> **About this exercise**
Locate every line in the records below that holds the word "blue" and return each one.

Working data Block Start

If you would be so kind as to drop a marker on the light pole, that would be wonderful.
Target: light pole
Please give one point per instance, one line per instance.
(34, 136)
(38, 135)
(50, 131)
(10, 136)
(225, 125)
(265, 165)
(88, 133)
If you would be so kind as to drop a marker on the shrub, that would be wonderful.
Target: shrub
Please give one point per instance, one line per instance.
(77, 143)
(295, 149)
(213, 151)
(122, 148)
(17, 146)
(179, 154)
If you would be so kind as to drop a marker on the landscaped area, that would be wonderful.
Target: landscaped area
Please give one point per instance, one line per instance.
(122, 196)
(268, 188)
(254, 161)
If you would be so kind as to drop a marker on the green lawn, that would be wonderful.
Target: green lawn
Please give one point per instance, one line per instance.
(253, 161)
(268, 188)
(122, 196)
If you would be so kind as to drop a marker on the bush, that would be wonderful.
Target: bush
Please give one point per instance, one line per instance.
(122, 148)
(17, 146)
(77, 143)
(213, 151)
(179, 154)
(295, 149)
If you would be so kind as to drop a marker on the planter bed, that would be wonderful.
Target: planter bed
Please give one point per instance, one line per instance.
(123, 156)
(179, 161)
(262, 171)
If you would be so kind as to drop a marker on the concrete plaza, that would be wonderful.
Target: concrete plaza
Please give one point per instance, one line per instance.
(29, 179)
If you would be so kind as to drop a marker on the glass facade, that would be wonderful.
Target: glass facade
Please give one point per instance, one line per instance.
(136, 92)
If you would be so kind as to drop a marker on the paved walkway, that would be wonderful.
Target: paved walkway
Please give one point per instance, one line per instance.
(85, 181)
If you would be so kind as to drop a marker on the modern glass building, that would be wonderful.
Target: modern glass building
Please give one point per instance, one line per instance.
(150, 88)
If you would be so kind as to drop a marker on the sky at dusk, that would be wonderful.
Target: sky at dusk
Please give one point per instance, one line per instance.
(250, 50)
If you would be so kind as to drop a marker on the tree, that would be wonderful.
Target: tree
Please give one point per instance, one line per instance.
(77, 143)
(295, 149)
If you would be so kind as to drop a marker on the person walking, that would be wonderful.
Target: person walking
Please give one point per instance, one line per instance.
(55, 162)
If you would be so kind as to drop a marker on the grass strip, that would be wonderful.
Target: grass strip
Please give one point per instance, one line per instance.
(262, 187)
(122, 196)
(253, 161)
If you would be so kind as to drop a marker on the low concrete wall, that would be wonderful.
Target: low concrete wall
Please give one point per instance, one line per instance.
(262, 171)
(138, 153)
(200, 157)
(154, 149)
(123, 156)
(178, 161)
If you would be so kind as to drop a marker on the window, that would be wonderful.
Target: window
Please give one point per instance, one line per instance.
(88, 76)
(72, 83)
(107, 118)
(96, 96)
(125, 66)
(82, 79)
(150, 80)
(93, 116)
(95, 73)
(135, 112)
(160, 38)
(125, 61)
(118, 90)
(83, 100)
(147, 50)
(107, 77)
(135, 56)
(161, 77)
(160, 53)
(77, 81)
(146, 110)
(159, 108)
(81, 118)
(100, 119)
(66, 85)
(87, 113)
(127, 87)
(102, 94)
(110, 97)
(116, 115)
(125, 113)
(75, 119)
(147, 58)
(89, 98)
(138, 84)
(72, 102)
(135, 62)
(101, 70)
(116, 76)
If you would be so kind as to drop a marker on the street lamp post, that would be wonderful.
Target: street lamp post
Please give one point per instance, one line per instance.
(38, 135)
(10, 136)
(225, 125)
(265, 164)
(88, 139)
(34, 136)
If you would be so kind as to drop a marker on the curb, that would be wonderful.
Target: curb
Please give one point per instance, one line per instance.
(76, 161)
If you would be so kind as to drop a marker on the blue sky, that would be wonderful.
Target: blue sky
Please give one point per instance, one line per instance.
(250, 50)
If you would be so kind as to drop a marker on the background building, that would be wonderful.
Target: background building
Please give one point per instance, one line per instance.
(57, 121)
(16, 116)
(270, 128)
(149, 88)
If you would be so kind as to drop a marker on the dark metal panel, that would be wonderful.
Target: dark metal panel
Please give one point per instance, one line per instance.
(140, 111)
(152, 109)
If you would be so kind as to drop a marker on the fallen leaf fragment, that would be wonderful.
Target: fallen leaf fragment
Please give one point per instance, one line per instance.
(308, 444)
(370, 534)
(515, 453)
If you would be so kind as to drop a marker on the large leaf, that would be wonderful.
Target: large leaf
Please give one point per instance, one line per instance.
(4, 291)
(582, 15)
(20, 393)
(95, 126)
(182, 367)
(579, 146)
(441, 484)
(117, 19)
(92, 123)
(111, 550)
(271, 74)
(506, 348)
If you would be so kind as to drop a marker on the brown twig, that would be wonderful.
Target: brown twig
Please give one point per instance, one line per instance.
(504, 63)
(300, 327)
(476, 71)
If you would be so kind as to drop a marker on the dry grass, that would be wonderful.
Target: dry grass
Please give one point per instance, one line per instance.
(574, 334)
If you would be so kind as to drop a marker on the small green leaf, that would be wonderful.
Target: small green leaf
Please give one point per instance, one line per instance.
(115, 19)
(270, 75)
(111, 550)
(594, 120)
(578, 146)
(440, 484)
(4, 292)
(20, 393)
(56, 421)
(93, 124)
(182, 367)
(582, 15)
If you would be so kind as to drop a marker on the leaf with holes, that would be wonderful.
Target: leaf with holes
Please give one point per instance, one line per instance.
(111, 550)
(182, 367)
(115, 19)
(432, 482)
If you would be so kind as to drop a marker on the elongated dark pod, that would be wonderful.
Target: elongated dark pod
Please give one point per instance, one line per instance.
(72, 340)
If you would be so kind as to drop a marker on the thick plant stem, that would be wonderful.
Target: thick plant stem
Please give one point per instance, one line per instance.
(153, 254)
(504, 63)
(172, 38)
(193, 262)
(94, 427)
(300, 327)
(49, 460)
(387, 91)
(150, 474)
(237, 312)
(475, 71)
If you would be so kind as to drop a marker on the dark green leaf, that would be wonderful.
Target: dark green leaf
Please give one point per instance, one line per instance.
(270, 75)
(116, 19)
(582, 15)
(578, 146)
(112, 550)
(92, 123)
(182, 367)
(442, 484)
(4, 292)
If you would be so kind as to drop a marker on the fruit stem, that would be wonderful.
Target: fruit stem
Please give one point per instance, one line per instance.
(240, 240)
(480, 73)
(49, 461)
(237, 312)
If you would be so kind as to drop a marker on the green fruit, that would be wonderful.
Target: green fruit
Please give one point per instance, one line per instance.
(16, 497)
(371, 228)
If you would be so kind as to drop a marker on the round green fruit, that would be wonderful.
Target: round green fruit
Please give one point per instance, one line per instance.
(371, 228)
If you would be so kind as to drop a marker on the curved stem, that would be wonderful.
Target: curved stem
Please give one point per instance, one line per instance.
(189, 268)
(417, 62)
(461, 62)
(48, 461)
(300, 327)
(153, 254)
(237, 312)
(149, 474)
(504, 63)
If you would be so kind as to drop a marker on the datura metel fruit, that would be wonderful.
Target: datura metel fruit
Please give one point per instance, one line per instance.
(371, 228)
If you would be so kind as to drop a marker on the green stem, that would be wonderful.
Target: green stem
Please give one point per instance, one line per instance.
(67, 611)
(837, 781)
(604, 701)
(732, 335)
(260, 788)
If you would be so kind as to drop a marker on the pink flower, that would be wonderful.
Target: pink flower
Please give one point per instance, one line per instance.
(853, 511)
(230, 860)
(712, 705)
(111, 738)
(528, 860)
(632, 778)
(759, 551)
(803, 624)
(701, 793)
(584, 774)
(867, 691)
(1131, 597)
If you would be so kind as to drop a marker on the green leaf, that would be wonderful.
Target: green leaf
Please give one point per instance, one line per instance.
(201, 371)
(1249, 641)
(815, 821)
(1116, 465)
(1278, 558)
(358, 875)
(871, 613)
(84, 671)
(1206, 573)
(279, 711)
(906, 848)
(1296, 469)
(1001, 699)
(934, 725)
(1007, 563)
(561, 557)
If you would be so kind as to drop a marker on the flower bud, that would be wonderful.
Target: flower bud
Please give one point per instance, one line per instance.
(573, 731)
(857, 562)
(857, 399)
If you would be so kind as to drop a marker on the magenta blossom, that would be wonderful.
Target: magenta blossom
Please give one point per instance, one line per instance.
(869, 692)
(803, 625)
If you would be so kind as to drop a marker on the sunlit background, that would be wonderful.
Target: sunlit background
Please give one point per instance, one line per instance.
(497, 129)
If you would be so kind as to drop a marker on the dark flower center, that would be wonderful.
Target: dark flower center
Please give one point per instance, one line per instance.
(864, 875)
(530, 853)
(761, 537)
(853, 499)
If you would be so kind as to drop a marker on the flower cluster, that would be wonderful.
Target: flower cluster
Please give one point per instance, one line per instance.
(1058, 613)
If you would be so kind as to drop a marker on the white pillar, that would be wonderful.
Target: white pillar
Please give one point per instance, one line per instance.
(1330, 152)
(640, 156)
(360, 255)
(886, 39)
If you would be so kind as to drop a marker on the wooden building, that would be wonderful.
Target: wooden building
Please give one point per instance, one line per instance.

Working data Block End

> **Response**
If you would be so kind as to drop a marker on the blue sky, that would be wonderful.
Target: blue sky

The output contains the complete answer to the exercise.